Assessing Petco

Petco Park opened five years ago, and today the Union-Tribune takes stock:

Five years after the first Padres curveball was thrown at Petco Park, San Diego’s investment in the $474 million ballpark has delivered mixed results.

On a recent afternoon, the good and the marginal returns were on display.

Along J Street, where the ballpark meets the neighborhood, residents from still-new condominium towers walked their dogs. A construction crew installed couches for El Vitral, a bistro opening soon in one of the ballpark’s last available commercial slots.

But the neighborhood still shows signs of the downbeat warehouse district it used to be. There’s a buckled, broken sidewalk in front of a stylish J Street restaurant. Homeless people gather in alcoves, and there still are empty storefronts. It’s just that the alcoves and storefronts are in new buildings.

To be honest, I think that the information presented in the article paints a portrait that leans towards success rather than simply being mixed. More subjectively speaking, I have a brother who has lived in San Diego for about 12 years, and his impression is that, on balance, Petco has been a positive for both the city and the Padres. It’s very nice and the area in which it sits has been transformed.

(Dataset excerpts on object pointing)
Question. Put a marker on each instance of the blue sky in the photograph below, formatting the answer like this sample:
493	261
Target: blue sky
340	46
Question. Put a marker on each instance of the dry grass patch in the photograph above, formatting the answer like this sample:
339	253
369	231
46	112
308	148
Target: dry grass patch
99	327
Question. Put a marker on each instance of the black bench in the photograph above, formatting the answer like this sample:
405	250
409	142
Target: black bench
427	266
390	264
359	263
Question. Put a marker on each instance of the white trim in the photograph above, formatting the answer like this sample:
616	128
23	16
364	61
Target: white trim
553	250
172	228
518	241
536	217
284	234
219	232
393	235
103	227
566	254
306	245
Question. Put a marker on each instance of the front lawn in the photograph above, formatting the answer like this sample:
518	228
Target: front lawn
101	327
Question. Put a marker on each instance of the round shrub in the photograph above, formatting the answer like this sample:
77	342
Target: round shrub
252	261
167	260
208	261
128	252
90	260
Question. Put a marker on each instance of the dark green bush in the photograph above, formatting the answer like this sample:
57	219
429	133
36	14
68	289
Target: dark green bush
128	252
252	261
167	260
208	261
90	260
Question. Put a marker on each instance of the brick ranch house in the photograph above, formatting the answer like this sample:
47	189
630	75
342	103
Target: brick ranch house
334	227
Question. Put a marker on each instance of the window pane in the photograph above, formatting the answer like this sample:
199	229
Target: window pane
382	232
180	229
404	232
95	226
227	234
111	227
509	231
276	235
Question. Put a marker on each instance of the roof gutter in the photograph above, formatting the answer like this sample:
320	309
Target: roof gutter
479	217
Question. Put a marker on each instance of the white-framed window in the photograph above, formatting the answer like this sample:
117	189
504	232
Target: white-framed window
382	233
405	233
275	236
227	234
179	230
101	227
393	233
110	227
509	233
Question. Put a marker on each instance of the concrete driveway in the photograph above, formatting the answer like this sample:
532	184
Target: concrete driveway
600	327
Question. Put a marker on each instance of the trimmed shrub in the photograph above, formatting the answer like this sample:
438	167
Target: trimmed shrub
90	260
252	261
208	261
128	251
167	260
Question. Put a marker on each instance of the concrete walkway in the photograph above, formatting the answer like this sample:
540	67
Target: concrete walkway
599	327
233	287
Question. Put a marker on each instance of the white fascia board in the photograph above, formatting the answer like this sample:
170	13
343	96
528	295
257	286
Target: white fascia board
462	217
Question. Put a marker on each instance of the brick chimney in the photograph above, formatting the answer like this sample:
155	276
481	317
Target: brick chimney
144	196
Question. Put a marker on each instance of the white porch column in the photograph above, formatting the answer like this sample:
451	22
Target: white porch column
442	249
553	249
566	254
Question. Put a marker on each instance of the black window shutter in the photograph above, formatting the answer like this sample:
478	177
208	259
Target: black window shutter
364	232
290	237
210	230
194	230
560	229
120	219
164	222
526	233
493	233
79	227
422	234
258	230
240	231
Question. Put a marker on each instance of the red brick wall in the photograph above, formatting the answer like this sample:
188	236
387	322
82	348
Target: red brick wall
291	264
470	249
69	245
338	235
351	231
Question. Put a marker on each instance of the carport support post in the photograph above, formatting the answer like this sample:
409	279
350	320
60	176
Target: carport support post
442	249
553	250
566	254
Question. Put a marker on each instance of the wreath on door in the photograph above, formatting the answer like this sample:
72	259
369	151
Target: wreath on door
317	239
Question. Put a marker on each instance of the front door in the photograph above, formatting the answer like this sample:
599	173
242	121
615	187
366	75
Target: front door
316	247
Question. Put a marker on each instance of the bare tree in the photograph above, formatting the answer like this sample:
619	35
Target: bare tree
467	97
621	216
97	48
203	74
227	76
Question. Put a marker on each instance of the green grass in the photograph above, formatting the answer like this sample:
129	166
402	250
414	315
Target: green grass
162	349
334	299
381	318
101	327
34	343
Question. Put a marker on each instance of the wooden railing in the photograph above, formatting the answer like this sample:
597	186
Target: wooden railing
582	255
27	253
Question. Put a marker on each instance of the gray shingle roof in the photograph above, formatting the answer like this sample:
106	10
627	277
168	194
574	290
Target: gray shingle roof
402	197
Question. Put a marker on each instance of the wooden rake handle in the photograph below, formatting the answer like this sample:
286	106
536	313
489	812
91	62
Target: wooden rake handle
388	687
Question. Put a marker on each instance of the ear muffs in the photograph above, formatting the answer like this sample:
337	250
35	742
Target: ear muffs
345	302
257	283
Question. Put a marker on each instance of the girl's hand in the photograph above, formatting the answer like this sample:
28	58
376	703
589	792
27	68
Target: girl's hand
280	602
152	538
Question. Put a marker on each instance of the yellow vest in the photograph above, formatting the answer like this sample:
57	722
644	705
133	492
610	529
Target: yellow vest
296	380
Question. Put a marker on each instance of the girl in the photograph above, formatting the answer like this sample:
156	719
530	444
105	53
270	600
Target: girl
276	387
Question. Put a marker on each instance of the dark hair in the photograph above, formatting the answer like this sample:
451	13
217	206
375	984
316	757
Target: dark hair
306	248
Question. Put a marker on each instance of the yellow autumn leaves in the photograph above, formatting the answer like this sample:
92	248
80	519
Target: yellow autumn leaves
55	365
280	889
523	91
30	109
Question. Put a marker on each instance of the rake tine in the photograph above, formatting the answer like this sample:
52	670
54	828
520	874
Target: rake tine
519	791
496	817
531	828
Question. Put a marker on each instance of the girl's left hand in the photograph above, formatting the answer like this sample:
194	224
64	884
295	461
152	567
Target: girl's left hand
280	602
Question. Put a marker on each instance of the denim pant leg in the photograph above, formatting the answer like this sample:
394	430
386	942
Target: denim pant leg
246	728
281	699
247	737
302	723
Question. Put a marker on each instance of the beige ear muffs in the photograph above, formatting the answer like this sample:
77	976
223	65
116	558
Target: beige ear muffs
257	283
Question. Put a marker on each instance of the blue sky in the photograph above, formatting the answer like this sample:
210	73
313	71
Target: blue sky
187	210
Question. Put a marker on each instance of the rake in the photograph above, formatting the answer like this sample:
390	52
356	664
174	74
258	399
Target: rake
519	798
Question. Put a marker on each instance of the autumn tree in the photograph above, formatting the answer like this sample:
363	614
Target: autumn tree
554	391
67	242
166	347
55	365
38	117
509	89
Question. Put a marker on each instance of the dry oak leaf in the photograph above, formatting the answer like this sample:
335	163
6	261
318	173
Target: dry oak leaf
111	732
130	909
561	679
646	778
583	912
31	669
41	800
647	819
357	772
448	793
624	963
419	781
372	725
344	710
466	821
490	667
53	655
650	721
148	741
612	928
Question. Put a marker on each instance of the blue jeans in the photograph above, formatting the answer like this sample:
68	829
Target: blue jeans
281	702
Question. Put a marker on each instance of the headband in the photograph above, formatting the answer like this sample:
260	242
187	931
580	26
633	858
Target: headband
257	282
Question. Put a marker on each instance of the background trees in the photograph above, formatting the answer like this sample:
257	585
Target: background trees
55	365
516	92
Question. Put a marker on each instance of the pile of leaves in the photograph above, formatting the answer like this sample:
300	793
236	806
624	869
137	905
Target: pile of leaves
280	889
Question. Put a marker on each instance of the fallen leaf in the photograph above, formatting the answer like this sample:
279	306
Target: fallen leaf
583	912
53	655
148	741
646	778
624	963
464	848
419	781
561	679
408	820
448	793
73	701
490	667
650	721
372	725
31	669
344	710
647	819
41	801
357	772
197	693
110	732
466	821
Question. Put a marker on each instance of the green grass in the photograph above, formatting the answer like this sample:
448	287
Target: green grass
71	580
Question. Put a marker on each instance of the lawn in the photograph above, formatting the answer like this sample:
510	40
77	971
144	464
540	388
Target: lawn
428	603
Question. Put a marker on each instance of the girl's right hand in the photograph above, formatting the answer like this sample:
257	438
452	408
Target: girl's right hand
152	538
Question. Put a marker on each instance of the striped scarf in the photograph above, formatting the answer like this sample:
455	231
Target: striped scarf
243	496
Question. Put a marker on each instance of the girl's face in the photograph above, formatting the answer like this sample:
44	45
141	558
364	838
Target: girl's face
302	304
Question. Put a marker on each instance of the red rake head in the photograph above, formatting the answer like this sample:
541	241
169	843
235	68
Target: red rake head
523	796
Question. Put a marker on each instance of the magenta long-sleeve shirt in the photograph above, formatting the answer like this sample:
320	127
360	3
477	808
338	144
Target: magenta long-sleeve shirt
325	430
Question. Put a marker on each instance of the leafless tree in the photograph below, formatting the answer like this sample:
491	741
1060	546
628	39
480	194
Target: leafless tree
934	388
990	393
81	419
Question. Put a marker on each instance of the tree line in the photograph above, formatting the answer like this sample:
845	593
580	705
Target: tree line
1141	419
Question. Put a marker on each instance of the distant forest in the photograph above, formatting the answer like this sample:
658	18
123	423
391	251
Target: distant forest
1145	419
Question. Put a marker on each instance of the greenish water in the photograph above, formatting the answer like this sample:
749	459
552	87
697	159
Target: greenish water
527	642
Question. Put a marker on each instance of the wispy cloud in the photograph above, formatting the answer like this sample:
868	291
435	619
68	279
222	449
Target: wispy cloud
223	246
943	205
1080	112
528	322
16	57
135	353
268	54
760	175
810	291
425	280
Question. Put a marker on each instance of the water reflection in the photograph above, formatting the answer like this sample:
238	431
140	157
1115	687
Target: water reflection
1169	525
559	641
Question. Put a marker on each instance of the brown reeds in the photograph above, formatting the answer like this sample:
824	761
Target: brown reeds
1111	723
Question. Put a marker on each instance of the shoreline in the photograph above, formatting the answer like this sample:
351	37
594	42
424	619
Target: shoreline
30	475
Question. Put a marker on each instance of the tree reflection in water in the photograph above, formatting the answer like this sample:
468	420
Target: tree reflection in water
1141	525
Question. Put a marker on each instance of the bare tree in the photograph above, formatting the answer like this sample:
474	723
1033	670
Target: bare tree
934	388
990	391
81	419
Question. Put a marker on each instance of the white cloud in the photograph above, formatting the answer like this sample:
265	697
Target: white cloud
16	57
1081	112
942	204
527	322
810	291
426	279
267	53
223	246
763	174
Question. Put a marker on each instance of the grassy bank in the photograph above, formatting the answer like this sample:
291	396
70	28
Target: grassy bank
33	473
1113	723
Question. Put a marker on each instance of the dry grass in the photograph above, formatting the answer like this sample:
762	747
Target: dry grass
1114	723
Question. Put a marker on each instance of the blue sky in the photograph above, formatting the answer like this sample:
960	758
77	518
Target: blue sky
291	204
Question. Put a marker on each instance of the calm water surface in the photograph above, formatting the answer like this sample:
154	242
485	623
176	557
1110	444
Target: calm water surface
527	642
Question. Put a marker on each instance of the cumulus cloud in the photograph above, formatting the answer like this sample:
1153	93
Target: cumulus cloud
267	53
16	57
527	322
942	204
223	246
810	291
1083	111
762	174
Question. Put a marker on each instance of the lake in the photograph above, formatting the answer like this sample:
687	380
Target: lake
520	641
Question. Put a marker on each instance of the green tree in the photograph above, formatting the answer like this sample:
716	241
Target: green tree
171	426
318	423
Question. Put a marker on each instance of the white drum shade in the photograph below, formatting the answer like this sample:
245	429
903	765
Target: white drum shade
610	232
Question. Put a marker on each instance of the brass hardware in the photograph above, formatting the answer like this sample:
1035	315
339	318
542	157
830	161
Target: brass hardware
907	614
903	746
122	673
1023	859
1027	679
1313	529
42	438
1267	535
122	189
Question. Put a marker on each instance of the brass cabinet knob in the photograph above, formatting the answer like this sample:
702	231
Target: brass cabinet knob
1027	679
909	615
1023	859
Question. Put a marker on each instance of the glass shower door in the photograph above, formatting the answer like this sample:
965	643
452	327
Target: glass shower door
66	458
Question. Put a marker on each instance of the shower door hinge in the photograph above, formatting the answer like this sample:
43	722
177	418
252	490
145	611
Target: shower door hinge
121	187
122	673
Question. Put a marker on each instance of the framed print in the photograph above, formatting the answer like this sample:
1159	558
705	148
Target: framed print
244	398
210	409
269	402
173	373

__Directive 1__.
In the entries, switch "framed print" to "wall art" wherever it appears. Write out everything from the line containing "Question. Put a marker on each instance of the shower" down to the end of the entries, with nothing else changed.
__Directive 2__.
Proceed with the text about Petco Park, picking up right after its last sentence.

__Reply 1__.
Question. Put a marker on each instance of the shower door hinge in the photograph above, formatting the answer like this sample:
43	722
177	418
252	490
145	611
Target: shower door hinge
121	187
122	673
Question. Put a marker on each instance of the wall art in the photograph above, formatting the answer like this sample:
1159	558
705	148
Target: wall art
244	398
210	409
269	402
173	373

__Reply 2__.
Which isn’t to say that Petco’s example has caused me to rethink my strong opposition to public stadium projects. It may be among the best of these sorts of projects, but (a) I’ve seen no evidence that Moores and the Padres wouldn’t have or couldn’t have done this without so much public money if the city said no (and given the dearth of other viable locations for the team, exactly what kind of leverage did they have to begin with?); and (b) I’ve seen no evidence that, even if a large public component was inevitable, San Diego got the best deal it could. As one critic of Petco in the article says after noting that the city pays part of the park’s operating expenses, “what possible rationale is there for ballpark’s operating costs to be paid by the city? The Padres are a business, and a business pays for its operating costs.”

Which is another way of saying that, no matter how nice these parks are from a baseball and aesthetic and municipal development point of view, it doesn’t mean that they represent anything close to good government, and that’s my ultimate problem with them.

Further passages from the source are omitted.